**Tasks to complete:**
1) In the commentary on IP storage directions, how much does Ethernet cost per port at commodity volumes?
2) Pick up the commentary on IP storage directions after its last sentence and keep writing it in the same voice.

**Selected text:**
********************

Commentary about IP Storage Directions
By rmc on Apr 13, 2005
It's pretty visible that storage is rapidly being recast as a network data service. If implemented correctly, we can make our servers become stateless nodes on an IP network -- accessing their storage with the same ease of which we access HTML content on a web server. In this discussion, I would like to open for discussion the emerging shift to network attached storage (NAS). I believe that the emergence of NAS is being facilitated by two major transitions; that of block level device access to file level network data services, and the merging of storage and IP networks.
The summary of this blog is:
- Ethernet bandwidth is growing faster than traditional storage interconnect bandwidth
- Ethernet is cheap -- less than $10 per port at commodity volumes
- Ten Gigabit ethernet is available today, and we are measuring >800MBytes per link with the Solaris 10 FireEngine network stack
- iSCSI growth is exponential, and even in early form its demonstrating >500MBytes/s per link
- NFS bandwidth single stream bandwidth in Solaris 10 is now over 200MBytes/s (5x increase in the last two years)
- NFS in Solaris 10 is now data center ready, and can be used for commercial applications
Here's a link if you want to skip straight to the performance numbers.
Storage area Network or Network Attached Storage
A Storage Area Network (SAN) is defined as a fabric of interconnected block level devices -- disks or virtualized disks. A SAN is merely an evolution of disk interconnects, which have been extended so that they may be connected via specialized hubs and or switches. A practical implementation of a SAN consists of hosts connected via fibre channel to fibre channel switches (pictorially, a storage cloud) to storage appliances with fibre channel target adapters. In a SAN, we virtualize the disk -- we still use a file system on each host computer, and often a volume manager to aggregate multiple disks into one that can be used by the file system (a way of aggregating storage across multiple channels or storage servers).
Network Attached Storage (NAS) is a term used to describe data services connected with networking protocols -- e.g. Network File System (NFS) or Microsoft Common Internet File Services (CIFS). NAS storage is typically configured using fast networks, i.e. gigabit ethernet. Access to the data is typically via a network file system client that is built in the operating system. For example, the NFS client is provided as part of both Linux and Solaris, allowing heterogeneous access to data residing on NFS servers.

********************

**Given entries:**
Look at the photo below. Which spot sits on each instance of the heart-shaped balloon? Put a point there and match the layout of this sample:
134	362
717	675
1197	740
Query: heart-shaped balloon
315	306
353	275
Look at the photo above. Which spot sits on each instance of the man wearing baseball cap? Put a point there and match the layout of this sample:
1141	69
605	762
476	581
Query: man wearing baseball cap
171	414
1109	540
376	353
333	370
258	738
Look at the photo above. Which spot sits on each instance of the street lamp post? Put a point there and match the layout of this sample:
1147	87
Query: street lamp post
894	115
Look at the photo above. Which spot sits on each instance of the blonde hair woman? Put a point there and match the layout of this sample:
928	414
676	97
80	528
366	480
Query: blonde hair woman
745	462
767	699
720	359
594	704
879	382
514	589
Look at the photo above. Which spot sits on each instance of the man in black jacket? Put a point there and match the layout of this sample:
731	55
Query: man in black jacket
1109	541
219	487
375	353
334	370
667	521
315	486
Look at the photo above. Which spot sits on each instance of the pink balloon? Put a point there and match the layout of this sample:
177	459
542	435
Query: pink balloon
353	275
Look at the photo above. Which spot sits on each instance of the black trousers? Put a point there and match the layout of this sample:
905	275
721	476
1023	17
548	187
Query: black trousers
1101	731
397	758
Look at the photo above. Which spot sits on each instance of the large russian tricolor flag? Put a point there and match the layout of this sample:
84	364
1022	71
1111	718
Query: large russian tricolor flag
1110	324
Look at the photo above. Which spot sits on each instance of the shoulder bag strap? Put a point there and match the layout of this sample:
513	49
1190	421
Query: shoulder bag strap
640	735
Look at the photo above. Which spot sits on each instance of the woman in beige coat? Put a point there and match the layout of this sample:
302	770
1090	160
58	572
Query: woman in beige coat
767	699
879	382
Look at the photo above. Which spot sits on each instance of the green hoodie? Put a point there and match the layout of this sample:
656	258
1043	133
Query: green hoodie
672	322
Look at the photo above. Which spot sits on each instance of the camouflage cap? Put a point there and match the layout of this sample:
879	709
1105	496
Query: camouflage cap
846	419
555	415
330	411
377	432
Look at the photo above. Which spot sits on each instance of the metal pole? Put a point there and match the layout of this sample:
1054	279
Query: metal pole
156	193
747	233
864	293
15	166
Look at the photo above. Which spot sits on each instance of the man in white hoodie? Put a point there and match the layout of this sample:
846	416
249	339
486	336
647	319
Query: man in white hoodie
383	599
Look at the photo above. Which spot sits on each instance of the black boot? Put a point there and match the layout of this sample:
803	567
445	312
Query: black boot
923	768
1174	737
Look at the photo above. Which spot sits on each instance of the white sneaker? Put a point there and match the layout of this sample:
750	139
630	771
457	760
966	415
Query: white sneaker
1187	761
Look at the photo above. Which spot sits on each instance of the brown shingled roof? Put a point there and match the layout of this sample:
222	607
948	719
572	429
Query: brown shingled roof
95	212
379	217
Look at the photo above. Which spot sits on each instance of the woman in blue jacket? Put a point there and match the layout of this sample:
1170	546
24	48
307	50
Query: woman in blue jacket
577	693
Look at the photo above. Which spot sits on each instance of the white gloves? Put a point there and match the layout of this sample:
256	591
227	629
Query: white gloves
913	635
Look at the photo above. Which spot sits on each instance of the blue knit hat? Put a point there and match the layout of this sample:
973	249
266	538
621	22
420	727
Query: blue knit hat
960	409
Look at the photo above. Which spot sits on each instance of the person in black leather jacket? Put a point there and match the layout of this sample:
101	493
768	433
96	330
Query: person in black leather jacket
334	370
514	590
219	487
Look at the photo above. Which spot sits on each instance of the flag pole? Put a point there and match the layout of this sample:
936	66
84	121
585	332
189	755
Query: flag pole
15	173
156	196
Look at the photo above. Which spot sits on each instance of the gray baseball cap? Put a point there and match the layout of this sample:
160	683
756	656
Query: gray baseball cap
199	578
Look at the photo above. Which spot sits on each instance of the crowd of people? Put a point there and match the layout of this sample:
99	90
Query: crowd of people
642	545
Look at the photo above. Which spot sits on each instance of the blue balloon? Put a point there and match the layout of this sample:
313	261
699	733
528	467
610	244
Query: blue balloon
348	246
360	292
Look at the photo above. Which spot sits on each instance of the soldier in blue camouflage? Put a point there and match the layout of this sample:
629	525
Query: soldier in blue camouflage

********************

**Answers for the tasks:**
1) Less than $10 per port.

2)
NAS storage is much easier to administer -- connecting a new client system to pre configured NAS storage is typically just one command on a Unix system (or just a point and click on a desktop OS). Unlike a SAN, no special device administration is required on the client, since the data is accessed as a network service at the file level.
Interestingly, we're at a pivotal point for SANs and storage interconnects. SANs are attempting to evolve into networks. Historically SANs have offered higher performance than NAS, forcing NAS to be used only in environments with low performance requirements -- e.g. web servers or for desktop user files/directories. However, today's commodity networking speeds are allowing NAS to grow into the heart of the commercial application space, and take a prominent place in our data centers.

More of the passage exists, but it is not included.